## WHAT YOU NEED TO DO
Rewrite the passage on quantum hydrodynamics from the words "A key advantage" through "briefly shown below.", swapping "free energy" for "grand potential".

+++ QUOTED PASSAGE +++

A key advantage to the DDFT approach to QHD is that all thermodynamic properties are included self-consistently through the total free energy Ω, for which a wide range of approximations are available34,35,36,37. In fact, this approach is very similar to the well-known generalized hydrodynamics, developed by Frenkel38, that extends the classical Navier-Stokes equation to describe the properties of both solid and liquid bodies. Furthermore, our DDFT-QHD approach can be connected with other approaches based on Bohmian dynamics. If we set the viscous terms equal to zero in (3) and choose the gradient-corrected Thomas-Fermi (TF) functional for T[n], one recovers the well-known Bohmian QHD20 form; again, however, the DDFT approach enforces self-consistency of its form with the other terms in the free energy. The connection between DFT and the Bohmian potential will be briefly shown below.

+++ RECORD EXTRACTS +++

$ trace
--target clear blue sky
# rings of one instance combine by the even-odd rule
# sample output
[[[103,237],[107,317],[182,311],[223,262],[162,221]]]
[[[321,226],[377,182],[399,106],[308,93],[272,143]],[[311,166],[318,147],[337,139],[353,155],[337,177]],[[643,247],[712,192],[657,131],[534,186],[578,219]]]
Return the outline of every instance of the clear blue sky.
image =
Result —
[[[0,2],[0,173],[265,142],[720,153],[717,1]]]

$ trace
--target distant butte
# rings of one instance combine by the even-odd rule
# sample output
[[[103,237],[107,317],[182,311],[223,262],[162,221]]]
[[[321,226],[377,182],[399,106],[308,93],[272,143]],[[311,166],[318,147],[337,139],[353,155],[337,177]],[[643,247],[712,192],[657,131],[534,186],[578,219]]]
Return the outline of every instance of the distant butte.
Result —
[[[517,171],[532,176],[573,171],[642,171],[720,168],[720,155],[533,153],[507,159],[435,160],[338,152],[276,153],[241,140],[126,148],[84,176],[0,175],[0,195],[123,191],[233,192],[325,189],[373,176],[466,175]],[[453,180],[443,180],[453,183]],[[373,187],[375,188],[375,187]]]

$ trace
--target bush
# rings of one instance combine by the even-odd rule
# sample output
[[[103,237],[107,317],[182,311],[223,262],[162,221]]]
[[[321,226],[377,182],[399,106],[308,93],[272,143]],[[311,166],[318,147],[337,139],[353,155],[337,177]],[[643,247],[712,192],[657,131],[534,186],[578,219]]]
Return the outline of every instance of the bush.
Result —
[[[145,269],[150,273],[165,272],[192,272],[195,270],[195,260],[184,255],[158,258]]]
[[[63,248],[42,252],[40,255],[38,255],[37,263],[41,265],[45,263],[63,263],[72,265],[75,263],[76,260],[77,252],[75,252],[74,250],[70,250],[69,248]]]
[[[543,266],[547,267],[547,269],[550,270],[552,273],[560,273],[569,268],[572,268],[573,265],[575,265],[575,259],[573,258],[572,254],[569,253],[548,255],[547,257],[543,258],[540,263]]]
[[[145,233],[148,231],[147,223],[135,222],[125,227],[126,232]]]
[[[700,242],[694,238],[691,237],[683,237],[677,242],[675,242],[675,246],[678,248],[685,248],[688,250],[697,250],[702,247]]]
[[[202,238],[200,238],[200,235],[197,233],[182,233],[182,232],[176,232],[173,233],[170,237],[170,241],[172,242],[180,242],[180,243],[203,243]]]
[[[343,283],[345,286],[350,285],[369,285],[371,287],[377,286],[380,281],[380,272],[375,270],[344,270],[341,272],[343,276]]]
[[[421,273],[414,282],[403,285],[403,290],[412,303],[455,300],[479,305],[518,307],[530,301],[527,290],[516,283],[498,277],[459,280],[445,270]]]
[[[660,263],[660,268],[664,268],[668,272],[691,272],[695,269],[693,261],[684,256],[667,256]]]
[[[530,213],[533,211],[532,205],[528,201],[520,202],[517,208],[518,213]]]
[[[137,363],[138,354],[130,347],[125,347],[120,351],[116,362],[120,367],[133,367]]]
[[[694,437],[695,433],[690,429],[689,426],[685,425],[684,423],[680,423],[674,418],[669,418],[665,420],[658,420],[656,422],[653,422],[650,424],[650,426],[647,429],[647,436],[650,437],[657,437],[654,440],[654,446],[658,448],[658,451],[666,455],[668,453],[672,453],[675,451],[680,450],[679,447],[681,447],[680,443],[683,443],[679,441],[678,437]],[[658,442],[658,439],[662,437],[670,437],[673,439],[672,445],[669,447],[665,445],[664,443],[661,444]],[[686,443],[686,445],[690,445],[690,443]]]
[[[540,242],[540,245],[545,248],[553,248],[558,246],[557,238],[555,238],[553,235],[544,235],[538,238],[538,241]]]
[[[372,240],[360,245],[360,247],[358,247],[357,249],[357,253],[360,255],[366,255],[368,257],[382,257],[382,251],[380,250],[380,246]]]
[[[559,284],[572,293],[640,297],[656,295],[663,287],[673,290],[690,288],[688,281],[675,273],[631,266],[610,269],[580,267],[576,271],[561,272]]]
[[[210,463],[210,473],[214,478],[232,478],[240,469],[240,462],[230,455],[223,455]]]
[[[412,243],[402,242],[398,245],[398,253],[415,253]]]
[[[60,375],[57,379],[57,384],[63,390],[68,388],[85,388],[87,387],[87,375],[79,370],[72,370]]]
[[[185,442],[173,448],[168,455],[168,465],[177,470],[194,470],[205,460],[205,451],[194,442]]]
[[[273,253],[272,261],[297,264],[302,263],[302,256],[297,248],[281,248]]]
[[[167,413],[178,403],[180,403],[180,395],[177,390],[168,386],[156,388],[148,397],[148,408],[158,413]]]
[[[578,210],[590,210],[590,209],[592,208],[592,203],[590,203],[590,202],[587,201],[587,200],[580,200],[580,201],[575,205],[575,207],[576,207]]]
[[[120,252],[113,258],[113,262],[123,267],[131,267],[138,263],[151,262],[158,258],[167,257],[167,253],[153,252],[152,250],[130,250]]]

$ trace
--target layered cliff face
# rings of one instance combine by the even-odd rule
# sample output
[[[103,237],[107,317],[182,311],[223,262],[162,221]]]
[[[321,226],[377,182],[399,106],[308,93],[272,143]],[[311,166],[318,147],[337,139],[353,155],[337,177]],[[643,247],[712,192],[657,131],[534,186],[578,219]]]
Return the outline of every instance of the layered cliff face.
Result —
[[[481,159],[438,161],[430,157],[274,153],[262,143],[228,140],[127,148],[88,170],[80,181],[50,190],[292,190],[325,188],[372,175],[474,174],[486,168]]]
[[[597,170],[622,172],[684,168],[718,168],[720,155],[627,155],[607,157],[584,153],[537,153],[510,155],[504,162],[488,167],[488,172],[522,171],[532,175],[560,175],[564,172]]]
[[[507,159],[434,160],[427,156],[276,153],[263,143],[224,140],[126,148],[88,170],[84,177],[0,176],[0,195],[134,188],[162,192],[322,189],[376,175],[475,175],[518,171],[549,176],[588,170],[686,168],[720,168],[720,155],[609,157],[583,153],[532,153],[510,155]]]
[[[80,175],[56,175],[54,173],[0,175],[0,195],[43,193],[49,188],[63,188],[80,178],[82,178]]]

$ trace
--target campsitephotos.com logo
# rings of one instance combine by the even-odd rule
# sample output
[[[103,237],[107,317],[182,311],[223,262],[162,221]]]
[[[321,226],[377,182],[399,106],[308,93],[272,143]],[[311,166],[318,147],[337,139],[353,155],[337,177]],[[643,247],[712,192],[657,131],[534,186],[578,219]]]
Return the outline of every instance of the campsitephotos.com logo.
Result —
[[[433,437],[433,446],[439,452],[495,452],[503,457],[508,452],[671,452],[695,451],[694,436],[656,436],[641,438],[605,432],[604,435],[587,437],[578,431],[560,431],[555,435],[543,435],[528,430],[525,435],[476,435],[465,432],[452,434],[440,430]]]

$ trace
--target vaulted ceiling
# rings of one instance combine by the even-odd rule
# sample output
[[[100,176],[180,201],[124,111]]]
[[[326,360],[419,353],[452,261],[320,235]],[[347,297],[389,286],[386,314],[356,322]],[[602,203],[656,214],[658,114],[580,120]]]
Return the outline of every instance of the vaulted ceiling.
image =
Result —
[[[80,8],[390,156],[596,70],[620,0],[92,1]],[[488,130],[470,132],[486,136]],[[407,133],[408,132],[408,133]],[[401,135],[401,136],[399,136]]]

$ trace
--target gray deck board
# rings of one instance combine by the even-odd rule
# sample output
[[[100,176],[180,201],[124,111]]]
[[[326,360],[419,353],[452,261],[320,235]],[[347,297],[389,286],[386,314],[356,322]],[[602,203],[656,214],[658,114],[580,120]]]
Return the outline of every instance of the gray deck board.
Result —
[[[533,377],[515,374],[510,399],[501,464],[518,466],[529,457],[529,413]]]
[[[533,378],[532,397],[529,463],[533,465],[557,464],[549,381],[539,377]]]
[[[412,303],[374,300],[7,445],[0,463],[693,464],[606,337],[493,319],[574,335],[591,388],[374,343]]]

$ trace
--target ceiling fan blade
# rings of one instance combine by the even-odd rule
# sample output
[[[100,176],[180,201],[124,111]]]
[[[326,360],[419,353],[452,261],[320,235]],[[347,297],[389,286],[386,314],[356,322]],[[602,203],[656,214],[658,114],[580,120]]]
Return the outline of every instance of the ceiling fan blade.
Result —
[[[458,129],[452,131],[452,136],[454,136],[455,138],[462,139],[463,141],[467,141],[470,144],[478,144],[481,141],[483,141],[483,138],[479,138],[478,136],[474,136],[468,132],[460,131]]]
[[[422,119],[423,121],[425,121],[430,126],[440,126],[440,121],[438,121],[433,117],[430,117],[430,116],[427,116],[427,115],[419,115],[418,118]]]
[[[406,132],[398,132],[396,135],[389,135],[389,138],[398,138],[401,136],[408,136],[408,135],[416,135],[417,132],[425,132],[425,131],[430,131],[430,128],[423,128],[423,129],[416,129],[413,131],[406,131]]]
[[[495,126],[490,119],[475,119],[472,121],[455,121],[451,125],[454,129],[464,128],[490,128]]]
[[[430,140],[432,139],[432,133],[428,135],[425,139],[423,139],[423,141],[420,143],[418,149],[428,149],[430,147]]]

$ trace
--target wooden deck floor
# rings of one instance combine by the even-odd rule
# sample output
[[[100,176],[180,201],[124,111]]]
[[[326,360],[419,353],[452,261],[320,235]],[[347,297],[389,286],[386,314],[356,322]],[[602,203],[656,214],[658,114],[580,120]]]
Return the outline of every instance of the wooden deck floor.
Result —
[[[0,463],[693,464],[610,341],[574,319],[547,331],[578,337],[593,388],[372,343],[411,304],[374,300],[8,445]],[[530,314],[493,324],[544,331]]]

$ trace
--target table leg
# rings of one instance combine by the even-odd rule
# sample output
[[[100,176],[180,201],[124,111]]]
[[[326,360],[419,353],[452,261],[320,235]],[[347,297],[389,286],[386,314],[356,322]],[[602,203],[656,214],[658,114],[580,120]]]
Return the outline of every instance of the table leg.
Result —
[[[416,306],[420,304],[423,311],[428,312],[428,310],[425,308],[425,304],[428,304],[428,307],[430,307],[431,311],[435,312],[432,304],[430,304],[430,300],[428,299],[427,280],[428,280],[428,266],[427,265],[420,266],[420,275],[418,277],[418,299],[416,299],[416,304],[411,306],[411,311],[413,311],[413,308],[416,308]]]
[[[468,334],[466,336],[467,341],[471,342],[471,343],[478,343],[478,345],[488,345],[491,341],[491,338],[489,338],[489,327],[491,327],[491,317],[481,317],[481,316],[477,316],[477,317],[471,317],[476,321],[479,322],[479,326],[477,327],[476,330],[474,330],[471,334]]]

+++

## SOLUTION FOR THIS EXERCISE
A key advantage to the DDFT approach to QHD is that all thermodynamic properties are included self-consistently through the total grand potential Ω, for which a wide range of approximations are available34,35,36,37. In fact, this approach is very similar to the well-known generalized hydrodynamics, developed by Frenkel38, that extends the classical Navier-Stokes equation to describe the properties of both solid and liquid bodies. Furthermore, our DDFT-QHD approach can be connected with other approaches based on Bohmian dynamics. If we set the viscous terms equal to zero in (3) and choose the gradient-corrected Thomas-Fermi (TF) functional for T[n], one recovers the well-known Bohmian QHD20 form; again, however, the DDFT approach enforces self-consistency of its form with the other terms in the grand potential. The connection between DFT and the Bohmian potential will be briefly shown below.